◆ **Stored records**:
=== Begin Enclosure ===
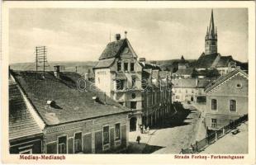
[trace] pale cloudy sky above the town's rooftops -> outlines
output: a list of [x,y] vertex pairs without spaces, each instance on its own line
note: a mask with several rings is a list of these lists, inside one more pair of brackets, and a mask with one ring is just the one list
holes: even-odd
[[[248,11],[214,8],[218,52],[248,61]],[[34,62],[35,47],[47,47],[48,61],[97,61],[120,33],[146,60],[198,59],[204,51],[211,8],[67,9],[12,8],[10,63]]]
=== End Enclosure ===
◆ **Task**:
Each entry above is to be written out again unchanged, apart from the pictures, which are left out.

◆ **Task solution**:
[trace] pale cloudy sky above the town's rooftops -> outlines
output: a list of [x,y] vertex pairs without spaces, each instance on its own line
note: a mask with several rings is a list of these lists, inside one more pair of brackets, and a mask with one ring is just the one list
holes: even-odd
[[[248,11],[214,8],[218,52],[248,61]],[[34,62],[35,47],[47,47],[48,61],[97,61],[120,33],[146,60],[198,59],[204,51],[211,8],[67,9],[12,8],[10,63]]]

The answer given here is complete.